- Founded: 14 February 1992; 34 years ago
- Disbanded: 24 December 1993; 32 years ago

Leadership
- Commander-in-Chief: Yevgeny Shaposhnikov
- Chief of Staff: Viktor Samsonov

= United Armed Forces of the Commonwealth of Independent States =

Short-lived military of the Commonwealth of Independent States

The United Armed Forces of the Commonwealth of Independent States (Объединённые Вооружённые силы Содружества Независимых Государств) was a short-lived military entity associated with the Commonwealth of Independent States. It was created in 1992 after the demise of the Soviet Union, and was intended to be the continuation of the Soviet Armed Forces and to hold control over the Soviet Union's nuclear weapons.

It was rapidly superseded by the de facto Russian control of those nuclear weapons, and the formation of separate national armies for each of the former Soviet states, and had effectively ceased to exist by the end of 1993.

---+---

- **Work to do**
1) Write out the part of the passage on the United Armed Forces of the CIS that opens with the words containing "Short-lived military of" and closes with "end of 1993.".
2) Count the lines of the entries that contain the string "ridge", and reply with that number alone.
The passage on the United Armed Forces of the CIS and the entries after it are unrelated material.

---+---

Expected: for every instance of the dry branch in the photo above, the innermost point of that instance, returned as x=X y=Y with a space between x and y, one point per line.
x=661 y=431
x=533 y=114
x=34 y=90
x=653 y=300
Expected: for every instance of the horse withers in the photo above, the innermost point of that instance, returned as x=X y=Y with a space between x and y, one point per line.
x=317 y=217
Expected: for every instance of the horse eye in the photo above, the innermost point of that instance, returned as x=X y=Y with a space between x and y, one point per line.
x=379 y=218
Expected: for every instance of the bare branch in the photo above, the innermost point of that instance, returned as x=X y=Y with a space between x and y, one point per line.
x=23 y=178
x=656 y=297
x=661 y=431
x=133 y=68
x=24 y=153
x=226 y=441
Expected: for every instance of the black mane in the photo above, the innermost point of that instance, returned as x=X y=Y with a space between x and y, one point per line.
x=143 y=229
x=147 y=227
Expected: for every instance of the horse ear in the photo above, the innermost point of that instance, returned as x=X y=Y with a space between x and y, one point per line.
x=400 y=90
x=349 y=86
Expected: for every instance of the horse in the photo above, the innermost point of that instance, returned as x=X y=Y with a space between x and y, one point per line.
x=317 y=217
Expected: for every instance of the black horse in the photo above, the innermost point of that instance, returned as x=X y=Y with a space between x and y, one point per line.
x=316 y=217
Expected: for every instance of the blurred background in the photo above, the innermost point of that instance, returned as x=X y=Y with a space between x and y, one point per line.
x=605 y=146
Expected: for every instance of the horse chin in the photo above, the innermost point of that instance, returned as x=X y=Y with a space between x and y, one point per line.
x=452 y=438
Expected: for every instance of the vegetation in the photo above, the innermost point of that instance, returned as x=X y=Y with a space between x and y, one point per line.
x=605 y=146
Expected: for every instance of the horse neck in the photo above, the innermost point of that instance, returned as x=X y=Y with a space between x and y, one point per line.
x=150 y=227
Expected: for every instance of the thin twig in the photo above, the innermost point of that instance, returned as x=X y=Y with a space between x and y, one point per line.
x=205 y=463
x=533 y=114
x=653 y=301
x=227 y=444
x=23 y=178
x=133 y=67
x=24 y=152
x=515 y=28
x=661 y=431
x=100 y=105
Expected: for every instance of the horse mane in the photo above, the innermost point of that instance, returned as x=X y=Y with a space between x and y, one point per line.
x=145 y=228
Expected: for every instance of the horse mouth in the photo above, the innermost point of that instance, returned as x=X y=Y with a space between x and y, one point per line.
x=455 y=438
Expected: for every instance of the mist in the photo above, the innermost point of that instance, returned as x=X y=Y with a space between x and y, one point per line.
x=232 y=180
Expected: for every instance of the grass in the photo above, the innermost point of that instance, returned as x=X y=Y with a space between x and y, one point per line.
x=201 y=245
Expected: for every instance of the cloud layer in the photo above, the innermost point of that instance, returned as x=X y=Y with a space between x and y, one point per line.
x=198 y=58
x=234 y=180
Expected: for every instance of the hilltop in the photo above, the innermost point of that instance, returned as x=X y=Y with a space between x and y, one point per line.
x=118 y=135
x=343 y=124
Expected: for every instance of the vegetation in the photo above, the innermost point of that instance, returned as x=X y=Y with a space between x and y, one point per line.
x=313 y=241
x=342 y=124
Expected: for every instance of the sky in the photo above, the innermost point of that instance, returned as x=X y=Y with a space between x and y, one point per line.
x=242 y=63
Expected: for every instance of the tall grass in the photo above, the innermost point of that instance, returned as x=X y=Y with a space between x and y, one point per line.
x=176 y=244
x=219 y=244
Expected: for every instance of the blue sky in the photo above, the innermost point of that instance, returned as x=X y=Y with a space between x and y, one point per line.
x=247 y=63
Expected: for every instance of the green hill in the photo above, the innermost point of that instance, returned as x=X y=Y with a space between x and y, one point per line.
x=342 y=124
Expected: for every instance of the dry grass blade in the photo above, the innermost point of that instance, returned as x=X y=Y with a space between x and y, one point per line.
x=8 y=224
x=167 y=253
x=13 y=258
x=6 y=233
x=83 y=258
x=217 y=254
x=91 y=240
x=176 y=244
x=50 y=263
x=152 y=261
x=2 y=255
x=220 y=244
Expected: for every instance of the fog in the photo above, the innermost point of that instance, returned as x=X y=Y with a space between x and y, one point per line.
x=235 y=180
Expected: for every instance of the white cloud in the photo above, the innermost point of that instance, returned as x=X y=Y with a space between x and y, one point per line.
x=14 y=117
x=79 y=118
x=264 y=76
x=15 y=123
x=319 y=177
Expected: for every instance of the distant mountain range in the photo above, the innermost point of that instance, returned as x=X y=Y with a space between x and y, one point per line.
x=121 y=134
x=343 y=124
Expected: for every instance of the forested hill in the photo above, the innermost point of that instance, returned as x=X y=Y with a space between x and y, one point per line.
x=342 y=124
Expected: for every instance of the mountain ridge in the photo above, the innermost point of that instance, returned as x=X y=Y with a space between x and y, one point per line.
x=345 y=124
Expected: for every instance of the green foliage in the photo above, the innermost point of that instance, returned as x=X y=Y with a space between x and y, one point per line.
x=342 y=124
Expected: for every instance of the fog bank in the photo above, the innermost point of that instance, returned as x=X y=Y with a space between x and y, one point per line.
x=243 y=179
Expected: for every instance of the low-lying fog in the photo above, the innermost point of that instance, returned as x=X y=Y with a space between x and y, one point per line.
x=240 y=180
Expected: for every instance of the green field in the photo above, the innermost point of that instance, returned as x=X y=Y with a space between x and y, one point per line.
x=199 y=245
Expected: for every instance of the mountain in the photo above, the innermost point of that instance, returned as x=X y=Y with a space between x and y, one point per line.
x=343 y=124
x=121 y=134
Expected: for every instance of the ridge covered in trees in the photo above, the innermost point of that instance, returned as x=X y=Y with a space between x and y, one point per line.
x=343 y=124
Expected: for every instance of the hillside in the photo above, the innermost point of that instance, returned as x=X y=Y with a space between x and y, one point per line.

---+---

- **Responses per task**
1)
Short-lived military of the Commonwealth of Independent States

The United Armed Forces of the Commonwealth of Independent States (Объединённые Вооружённые силы Содружества Независимых Государств) was a short-lived military entity associated with the Commonwealth of Independent States. It was created in 1992 after the demise of the Soviet Union, and was intended to be the continuation of the Soviet Armed Forces and to hold control over the Soviet Union's nuclear weapons.

It was rapidly superseded by the de facto Russian control of those nuclear weapons, and the formation of separate national armies for each of the former Soviet states, and had effectively ceased to exist by the end of 1993.

2) 2